Reading text
----------
[1/2] s390/rwonce: add READ_ONCE_ALIGNED_128() macro

Message ID 20230224100237.3247871-2-hca@linux.ibm.com
State New
Headers
Series s390: don't use 128-bit cmpxchg for READ_ONCE() purposes |

Commit Message

Heiko Carstens Feb. 24, 2023, 10:02 a.m. UTC
  Add an s390 specific READ_ONCE_ALIGNED_128() helper, which can be used for
fast block concurrent (atomic) 128-bit accesses.

The used lpq instruction requires 128-bit alignment. This is also the
reason why the compiler doesn't emit this instruction if __READ_ONCE() is
used for 128-bit accesses.

Signed-off-by: Heiko Carstens <hca@linux.ibm.com>
---
 arch/s390/include/asm/rwonce.h | 31 +++++++++++++++++++++++++++++++
 1 file changed, 31 insertions(+)
 create mode 100644 arch/s390/include/asm/rwonce.h
  

Comments

Peter Zijlstra Feb. 25, 2023, 4:50 p.m. UTC | #1
On Fri, Feb 24, 2023 at 11:02:36AM +0100, Heiko Carstens wrote:
> Add an s390 specific READ_ONCE_ALIGNED_128() helper, which can be used for
> fast block concurrent (atomic) 128-bit accesses.
> 
> The used lpq instruction requires 128-bit alignment. This is also the
> reason why the compiler doesn't emit this instruction if __READ_ONCE() is
> used for 128-bit accesses.

Does your u128 not have natural alignment? Does it help if you force
align the u128 type?

> 
> Signed-off-by: Heiko Carstens <hca@linux.ibm.com>
> ---
>  arch/s390/include/asm/rwonce.h | 31 +++++++++++++++++++++++++++++++
>  1 file changed, 31 insertions(+)
>  create mode 100644 arch/s390/include/asm/rwonce.h
> 
> diff --git a/arch/s390/include/asm/rwonce.h b/arch/s390/include/asm/rwonce.h
> new file mode 100644
> index 000000000000..91fc24520e82
> --- /dev/null
> +++ b/arch/s390/include/asm/rwonce.h
> @@ -0,0 +1,31 @@
> +/* SPDX-License-Identifier: GPL-2.0 */
> +
> +#ifndef __ASM_S390_RWONCE_H
> +#define __ASM_S390_RWONCE_H
> +
> +#include <linux/compiler_types.h>
> +
> +/*
> + * Use READ_ONCE_ALIGNED_128() for 128-bit block concurrent (atomic) read
> + * accesses. Note that x must be 128-bit aligned, otherwise a specification
> + * exception is generated.
----------
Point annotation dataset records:
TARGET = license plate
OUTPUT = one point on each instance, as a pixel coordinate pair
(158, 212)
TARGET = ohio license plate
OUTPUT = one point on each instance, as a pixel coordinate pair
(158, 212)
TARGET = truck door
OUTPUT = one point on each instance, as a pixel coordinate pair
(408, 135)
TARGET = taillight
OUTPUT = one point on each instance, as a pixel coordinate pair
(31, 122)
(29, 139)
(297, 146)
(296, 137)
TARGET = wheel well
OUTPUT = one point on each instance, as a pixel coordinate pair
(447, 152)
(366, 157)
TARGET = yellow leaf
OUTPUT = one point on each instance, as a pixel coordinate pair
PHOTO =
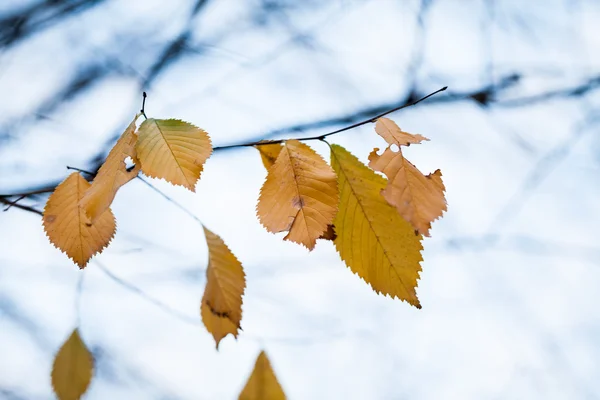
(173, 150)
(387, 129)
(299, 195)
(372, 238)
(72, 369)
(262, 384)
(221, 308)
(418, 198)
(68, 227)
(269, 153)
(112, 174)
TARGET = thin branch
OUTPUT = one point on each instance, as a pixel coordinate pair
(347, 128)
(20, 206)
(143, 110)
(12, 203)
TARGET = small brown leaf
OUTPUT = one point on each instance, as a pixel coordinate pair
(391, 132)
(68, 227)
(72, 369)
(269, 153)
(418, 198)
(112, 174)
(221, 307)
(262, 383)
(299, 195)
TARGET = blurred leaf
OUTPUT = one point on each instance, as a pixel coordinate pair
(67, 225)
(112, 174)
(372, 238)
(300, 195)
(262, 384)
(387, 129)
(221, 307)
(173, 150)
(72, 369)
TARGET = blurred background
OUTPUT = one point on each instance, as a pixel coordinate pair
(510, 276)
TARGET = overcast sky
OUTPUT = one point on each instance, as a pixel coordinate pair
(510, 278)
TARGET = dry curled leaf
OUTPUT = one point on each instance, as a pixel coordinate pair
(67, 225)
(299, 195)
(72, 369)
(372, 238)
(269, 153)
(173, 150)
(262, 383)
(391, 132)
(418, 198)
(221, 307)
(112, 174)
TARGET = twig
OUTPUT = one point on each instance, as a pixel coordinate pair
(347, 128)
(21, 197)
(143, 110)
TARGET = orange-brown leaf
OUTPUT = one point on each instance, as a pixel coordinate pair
----------
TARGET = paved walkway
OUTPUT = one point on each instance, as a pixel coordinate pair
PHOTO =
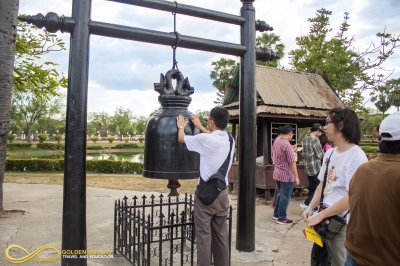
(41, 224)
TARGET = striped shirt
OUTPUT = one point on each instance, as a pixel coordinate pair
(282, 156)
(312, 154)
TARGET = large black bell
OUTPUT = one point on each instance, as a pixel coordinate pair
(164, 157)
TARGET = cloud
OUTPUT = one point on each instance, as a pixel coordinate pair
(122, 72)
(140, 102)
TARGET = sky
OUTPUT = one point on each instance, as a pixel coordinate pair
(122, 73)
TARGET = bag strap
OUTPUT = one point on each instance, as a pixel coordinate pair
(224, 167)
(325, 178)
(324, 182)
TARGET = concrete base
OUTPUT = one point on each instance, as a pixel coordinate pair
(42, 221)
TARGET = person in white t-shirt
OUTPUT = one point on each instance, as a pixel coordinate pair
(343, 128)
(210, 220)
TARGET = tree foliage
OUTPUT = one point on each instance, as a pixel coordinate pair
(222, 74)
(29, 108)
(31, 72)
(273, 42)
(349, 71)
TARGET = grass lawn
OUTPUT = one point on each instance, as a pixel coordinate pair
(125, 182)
----------
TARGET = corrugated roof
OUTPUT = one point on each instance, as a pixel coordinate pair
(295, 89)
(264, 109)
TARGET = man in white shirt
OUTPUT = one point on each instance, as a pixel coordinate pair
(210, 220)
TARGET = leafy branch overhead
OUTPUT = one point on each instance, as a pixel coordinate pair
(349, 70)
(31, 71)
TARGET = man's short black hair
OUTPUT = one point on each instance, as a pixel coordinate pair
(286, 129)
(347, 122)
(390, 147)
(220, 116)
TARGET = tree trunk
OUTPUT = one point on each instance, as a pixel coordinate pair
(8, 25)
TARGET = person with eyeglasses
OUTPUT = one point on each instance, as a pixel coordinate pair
----------
Challenge A
In the patch thread above:
(i) Which instruction requires 128-bit alignment?
(ii) How many insertions does the patch make?
(iii) What is generated if x is not 128-bit aligned?
Challenge B
Which preprocessor directives appear in the new header file quoted in the patch thread? List them all.
Challenge C
Reproduce the patch thread from "Peter Zijlstra Feb." to "the u128 type?".

Worked answer A
(i) The lpq instruction.
(ii) 31 insertions.
(iii) A specification exception.

Worked answer B
#ifndef __ASM_S390_RWONCE_H
#define __ASM_S390_RWONCE_H
#include <linux/compiler_types.h>

Worked answer C
Peter Zijlstra Feb. 25, 2023, 4:50 p.m. UTC | #1
On Fri, Feb 24, 2023 at 11:02:36AM +0100, Heiko Carstens wrote:
> Add an s390 specific READ_ONCE_ALIGNED_128() helper, which can be used for
> fast block concurrent (atomic) 128-bit accesses.
> 
> The used lpq instruction requires 128-bit alignment. This is also the
> reason why the compiler doesn't emit this instruction if __READ_ONCE() is
> used for 128-bit accesses.

Does your u128 not have natural alignment? Does it help if you force
align the u128 type?